Right, no spoilers before we crack on. This is a spoiler-like podcast. Obviously, heavy spoilers
for the book Dodger, but we will avoid spoiling any major future events in
the Discworld series past Snuff, and of course we're saving it any and all discussion of
the final Discworld novel, The Shepherd's Crown, until we get there so you, dear listeners,
can come on the journey with us.
With a quick stop off in Somerset just to take in the local colour.
Absolutely.
A little stroll around the Mendips, dear. Little stare into the skies, darling.
Wonderful. Love a little stare into the skies.
Mouillevaux.
Right. I can't think of anything to follow up on,
although I'm sure there are plenty.
We'll save them. We'll save them for a rainy day.
We'll save them for a rainy day.
Francine, do you want to tell us what happened previously on Dodger?
Certainly I do. Previously on Dodger. Dodger's danger comes from high places and the demon
Barbara Fleet Street is somehow the least of his troubles, but his plan is simplicity itself. With
the help of a couple of esteemed friends, he moves his young lady into the care of an aristocrat who
has a heart of gold, and rather a lot of it in the coffers too, which always helps. As it happens, Dodger himself has come
into a bit of cash which he modestly splashes around in the baths and tailors of London.
Cleaned and dressed and accompanied by Solomon, he dines with gentry, is accosted in the gents
and gently shoves Disraeli in the direction of the Suez. Also I think he had a fight in
there somewhere which I forgot to mention.
There was a little bit of rustling here and there, wasn't there? Right. Well, in this section,
which begins at the beginning of chapter 13 and goes all the way to the end of the book.

▶ **Task statement**
Extend the Dodger podcast transcript above, starting right after its last line.

▶ **Data**
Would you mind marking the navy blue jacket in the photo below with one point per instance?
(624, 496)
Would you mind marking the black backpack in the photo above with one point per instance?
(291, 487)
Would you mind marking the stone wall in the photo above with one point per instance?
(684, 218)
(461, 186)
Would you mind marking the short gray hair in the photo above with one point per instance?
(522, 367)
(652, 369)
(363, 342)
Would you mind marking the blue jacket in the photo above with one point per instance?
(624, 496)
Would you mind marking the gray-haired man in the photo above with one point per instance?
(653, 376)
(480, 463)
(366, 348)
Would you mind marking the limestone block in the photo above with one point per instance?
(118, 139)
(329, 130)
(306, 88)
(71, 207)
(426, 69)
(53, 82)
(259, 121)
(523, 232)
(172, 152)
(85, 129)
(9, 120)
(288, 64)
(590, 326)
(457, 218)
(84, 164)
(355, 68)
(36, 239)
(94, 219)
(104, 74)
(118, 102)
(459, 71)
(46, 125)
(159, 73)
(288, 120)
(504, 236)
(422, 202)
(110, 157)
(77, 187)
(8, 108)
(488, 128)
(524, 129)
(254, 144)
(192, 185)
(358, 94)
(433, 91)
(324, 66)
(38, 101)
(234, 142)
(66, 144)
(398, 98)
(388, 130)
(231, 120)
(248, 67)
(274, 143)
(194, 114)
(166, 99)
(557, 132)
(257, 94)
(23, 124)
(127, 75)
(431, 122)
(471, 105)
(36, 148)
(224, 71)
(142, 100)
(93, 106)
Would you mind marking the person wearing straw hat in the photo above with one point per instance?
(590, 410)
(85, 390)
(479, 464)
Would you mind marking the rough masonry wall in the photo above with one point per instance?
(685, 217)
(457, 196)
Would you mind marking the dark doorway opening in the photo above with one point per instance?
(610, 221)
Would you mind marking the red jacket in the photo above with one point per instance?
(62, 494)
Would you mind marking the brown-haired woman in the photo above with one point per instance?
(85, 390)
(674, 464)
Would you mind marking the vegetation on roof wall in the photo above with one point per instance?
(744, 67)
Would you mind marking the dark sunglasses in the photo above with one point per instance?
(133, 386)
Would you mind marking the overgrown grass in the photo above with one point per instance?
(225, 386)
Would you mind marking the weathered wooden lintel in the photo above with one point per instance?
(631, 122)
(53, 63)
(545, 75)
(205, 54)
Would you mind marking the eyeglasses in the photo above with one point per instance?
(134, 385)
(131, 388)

▶ **Response to this exercise**
And then a little bit further.
And then a little bit further and then sort of a little bit backwards and upside down.
Pass through at least one extra dimension, as you do. In chapter 13,
Dodge is tangled in politics and clutching the address
of an embassy and under the cover of night and pass an undercover peeler, Dodger goes stealing,
grabs documents, unscremes the coach, leaves the mark of Mr Punch and frees the horses before
burning the stables. The next morning, the plan begins in earnest. Playing the old lady, he claims
the corpse of a lost girl at the coroner's before reincarnating in the sewers, getting advice from
Mrs Holland and getting a warning about the outlander. In chapter 14, Dodger and Solomon attend the
theatre and Dodger shares his plan. Simplicity agrees and Angela suggests a dash of twelfth
night. The next morning, an old woman with a handcart takes a boat ride, collects her
body, distributes potatoes and buys lavender. Dodger positions the body and accepts an invitation
from the Peelers for a chat with Bob. Inquiries are being made about the Outlander and Peel would like to know about the documents from the embassy,
but Dodger hasn't done, seen or heard nothing. Honest.
Honest gov.
Honest gov.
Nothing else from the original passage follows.